(Exercise data Opens)

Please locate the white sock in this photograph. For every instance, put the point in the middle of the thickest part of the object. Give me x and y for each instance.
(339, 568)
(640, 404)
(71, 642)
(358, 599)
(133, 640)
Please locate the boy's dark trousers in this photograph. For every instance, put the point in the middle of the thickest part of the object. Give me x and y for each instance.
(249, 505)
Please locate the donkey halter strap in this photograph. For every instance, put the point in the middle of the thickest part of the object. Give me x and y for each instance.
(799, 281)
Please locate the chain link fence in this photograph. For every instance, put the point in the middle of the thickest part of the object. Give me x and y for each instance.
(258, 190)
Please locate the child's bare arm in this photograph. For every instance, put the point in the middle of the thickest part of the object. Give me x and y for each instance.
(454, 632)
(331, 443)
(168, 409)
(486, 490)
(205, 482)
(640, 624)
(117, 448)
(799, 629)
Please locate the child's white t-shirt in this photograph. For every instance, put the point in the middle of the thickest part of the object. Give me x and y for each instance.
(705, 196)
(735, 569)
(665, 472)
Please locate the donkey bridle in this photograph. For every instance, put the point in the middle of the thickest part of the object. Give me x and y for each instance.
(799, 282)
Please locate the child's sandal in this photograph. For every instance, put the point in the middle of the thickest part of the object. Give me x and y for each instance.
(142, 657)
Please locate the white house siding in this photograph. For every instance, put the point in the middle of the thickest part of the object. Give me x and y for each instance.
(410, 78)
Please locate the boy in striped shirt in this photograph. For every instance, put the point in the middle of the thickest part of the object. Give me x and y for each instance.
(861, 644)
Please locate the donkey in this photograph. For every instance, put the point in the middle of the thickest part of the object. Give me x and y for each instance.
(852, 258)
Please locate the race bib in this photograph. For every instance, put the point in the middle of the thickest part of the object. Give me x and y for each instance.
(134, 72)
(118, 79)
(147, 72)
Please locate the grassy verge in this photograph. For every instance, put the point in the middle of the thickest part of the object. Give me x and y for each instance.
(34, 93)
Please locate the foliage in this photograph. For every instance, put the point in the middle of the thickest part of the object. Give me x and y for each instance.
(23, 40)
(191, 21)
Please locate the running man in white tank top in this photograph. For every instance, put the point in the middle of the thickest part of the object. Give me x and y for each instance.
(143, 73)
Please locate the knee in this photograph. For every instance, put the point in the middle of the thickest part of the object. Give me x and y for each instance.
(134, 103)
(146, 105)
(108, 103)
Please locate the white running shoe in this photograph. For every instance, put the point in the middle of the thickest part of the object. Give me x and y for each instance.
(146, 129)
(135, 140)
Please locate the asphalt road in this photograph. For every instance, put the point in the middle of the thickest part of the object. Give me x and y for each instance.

(Exercise data Closes)

Look at the entries above. Then set all of them down again exactly.

Please locate the white sock in this photograph. For every instance, put the point in the middle of the thickest part of the object. Give me x and y for each instance.
(339, 568)
(640, 404)
(71, 642)
(358, 599)
(133, 640)
Please locate the boy's dark trousers in this photograph. For every instance, put the point in the middle of the thickest part of the object. Give me x and y for each instance.
(249, 505)
Please locate the donkey halter strap in this photograph. For every instance, put the point in the middle of the thickest part of the object. Give me x and y for each instance.
(799, 281)
Please locate the chain link fence in this photograph. For every instance, put the point in the middle of the thickest part of the object. Give me x and y for each instance.
(258, 190)
Please locate the child's bare arm in this photograph. For every instance, put the point in the middle of the thickest part of the object. Give me x and y for each instance.
(454, 632)
(331, 443)
(168, 409)
(486, 490)
(205, 482)
(640, 624)
(117, 448)
(799, 629)
Please locate the child's white t-shirt in this photograph. For every instance, put the point in the middle of the thickest part of the object. Give me x and y for each instance.
(705, 196)
(735, 569)
(665, 472)
Please locate the donkey bridle in this photograph. For every instance, put the point in the middle of the thickest part of the object. Give me x and y for each instance.
(799, 282)
Please locate the child's sandal in this photograph. For every instance, put the point in the middle of the thickest part of the object. Give me x and y for each instance.
(142, 657)
Please locate the white house siding in this photograph. For every instance, put the point in the middle of the thickest part of the object. Give me x and y for each instance.
(410, 78)
Please locate the boy in striped shirt in this photograph. For every instance, put the point in the middle of the thickest part of the object. Give me x and y for each instance.
(861, 644)
Please locate the donkey in this photograph. For every instance, put the point in the middle of the thickest part of the object. Give me x and y for each instance.
(852, 258)
Please locate the race bib in this photograph. For every instance, put the point in the middle of the thickest part of the object. Give me x and y for each instance.
(134, 72)
(118, 79)
(147, 72)
Please locate the grassy verge in this photograph. For every instance, put the point in the middle of the thickest part of the object. Give me x and y for each instance.
(34, 93)
Please locate the foliage in this photograph. For every instance, put the point in the middle of the thickest part of the object. Give me x and y for each instance.
(23, 40)
(191, 21)
Please locate the running man in white tank top in this photograph. For every instance, put the point in the middle of the thickest part of the object. Give me x and y for each instance.
(143, 73)
Please locate the knee in this photograph. For every instance, put the point in the middle of the thickest part of the object. Give me x and y for each instance.
(134, 103)
(146, 105)
(108, 103)
Please locate the white running shoe in this photograph. For every instance, put the point in the middle of the thickest part of the object. Give me x and y for each instance.
(146, 129)
(135, 140)
Please locate the asphalt road in this photograph. For every instance, put the point in the middle of the thickest part of the object. Give me x and y for each instance.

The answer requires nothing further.